Extracted text
(begin)

If GW doesn't know if he died or not, then you really have no right to say he did.  Secondly, Khorne doesn't look like the kind of god to me who would resurrect anybody, since he doesn't care where the blood flows from, only that it does. That means, again to my mind, that Kharn didn't die, just got very-very near to it. Also, his axe, Gorechild was given to him by Angron himself, who used to wield it along with Gorefather (see the Lexicanum article on Kharn), and knowing that status of Angron, that counts as a gift from a Greater Daemon Lord only a few steps away from Khorne himself. In comparison Skulltaker looks like a close second, but still only second to Kharn.


----------



## Warlock in Training (Jun 10, 2008)

Hes right about that Kharn being either dead or close to it, it was never said which. Anyway I like the difference in oppinions. Some say Skulltaker, hes a Demon and is Immortal. Others say Kharn cause he's a Mortal who has survived 10K years and has just as impressive resume.


----------



## Khorothis (May 12, 2009)

Warlock in Training said:


> Kharn
> impressive resume.


:rofl: :rofl: :rofl: 
Now thats something I can't resist at 5AM. :laugh:


----------



## ChaosRedCorsairLord (Apr 17, 2009)

(end)

Tasks for this exercise
[A] Decide whether each statement agrees with the forum thread, answering yes or no and quoting the deciding words: (i) Gorechild was given to Kharn by Angron. (ii) Warlock in Training says it was stated that Kharn died. (iii) The first post ranks Skulltaker above Kharn.
[B] In the forum thread, why does the first post doubt that Khorne would resurrect anybody? Answer in one to three sentences.
[C] Answer these questions from the forum thread:
(i) What other axe did Angron wield along with Gorechild?
(ii) On what date did Warlock in Training post?
(iii) What source does the first post point readers to?
The records after this point are separate material and have no connection to the forum thread.

Data supplied
(begin)

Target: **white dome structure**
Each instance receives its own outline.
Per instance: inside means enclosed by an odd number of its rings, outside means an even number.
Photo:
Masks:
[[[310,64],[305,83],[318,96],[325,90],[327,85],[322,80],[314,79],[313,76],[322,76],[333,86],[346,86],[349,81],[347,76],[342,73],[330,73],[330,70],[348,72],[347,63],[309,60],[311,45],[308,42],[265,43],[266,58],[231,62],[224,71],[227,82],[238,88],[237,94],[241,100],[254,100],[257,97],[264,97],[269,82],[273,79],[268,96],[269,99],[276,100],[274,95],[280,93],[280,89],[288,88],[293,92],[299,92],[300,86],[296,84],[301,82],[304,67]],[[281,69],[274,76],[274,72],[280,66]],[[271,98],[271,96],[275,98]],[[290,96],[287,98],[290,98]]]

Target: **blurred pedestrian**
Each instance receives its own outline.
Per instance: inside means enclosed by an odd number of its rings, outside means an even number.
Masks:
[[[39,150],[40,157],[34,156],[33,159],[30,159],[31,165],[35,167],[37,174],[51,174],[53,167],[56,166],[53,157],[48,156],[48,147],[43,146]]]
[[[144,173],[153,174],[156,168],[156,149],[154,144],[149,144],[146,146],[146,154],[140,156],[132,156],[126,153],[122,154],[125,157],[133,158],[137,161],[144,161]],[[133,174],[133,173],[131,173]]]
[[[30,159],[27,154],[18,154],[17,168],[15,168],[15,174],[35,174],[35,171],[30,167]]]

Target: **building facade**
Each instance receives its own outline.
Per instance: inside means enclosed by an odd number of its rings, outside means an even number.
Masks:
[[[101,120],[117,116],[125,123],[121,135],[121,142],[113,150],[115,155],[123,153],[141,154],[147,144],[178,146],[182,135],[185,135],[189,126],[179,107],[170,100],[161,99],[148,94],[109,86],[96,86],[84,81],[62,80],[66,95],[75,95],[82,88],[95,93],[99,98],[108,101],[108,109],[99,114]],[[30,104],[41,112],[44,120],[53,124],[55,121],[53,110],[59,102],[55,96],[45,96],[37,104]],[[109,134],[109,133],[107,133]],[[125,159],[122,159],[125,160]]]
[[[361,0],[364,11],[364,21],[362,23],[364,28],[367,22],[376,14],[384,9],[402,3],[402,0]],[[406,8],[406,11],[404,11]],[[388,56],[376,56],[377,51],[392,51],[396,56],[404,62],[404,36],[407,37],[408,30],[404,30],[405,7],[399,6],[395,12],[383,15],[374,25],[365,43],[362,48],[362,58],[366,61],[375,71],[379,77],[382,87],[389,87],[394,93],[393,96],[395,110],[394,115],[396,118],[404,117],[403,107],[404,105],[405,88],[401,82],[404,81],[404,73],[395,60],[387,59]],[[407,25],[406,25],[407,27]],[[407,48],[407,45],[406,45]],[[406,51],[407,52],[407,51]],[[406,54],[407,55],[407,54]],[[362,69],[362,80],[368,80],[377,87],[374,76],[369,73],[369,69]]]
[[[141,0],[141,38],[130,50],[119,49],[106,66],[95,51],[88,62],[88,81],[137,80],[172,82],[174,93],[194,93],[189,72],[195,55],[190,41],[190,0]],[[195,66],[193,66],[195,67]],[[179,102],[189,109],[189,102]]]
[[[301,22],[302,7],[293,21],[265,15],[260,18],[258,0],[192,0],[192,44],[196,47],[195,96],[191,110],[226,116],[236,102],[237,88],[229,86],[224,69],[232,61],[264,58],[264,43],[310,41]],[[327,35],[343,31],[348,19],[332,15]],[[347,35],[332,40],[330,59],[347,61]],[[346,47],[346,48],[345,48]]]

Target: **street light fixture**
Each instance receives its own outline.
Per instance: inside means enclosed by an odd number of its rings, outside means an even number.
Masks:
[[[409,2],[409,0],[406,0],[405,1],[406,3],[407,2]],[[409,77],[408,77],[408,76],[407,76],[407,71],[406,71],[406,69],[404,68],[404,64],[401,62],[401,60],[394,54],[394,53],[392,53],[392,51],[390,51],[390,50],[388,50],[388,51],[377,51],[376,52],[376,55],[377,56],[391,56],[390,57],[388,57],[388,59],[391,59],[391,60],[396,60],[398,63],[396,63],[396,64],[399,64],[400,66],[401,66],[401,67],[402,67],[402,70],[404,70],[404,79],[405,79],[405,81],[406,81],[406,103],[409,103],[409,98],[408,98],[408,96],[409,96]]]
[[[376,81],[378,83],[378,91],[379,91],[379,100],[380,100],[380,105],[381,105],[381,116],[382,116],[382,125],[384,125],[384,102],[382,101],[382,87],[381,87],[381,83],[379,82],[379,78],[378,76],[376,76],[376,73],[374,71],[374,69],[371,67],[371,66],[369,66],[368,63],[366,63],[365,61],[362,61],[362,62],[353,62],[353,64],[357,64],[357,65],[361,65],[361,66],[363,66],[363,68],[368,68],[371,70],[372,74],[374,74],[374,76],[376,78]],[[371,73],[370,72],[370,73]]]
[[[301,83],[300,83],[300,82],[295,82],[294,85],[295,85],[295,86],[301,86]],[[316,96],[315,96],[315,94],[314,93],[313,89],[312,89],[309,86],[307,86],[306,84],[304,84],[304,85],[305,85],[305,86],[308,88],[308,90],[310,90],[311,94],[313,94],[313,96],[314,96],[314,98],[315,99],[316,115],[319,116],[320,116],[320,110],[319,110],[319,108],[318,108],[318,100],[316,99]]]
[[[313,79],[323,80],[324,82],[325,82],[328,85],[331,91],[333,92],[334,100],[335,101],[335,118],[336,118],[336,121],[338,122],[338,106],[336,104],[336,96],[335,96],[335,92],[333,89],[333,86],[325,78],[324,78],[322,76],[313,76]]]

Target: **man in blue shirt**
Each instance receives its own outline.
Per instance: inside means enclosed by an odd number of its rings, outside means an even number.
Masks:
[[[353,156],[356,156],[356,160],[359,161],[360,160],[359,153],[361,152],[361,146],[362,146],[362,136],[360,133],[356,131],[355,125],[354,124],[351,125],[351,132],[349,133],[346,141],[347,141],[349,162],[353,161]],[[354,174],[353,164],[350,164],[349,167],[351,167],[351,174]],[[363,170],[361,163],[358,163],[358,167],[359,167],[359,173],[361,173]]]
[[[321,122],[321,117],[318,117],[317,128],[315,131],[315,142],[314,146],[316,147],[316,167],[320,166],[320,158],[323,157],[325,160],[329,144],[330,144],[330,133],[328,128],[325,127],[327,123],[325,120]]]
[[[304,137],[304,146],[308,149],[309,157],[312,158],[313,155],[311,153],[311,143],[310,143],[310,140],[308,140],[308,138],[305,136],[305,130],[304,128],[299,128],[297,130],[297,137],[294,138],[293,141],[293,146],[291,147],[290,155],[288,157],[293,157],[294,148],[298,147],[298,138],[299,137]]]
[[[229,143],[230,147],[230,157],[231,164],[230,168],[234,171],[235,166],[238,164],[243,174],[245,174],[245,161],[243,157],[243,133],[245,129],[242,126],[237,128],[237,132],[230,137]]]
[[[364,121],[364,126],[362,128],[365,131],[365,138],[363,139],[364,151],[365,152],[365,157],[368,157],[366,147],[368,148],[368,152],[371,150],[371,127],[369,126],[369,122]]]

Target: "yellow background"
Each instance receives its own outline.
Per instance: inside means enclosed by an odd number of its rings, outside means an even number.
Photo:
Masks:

(end)

Task-by-task answers
[A]
(i) Yes: "his axe, Gorechild was given to him by Angron himself"
(ii) No: "it was never said which"
(iii) No: "Skulltaker looks like a close second, but still only second to Kharn"

[B] The writer sees Khorne as a god who doesn't care where the blood flows from, only that it does. From this, the writer concludes that Kharn didn't die but only came very near to it.

[C]
(i) Gorefather
(ii) Jun 10, 2008
(iii) The Lexicanum article on Kharn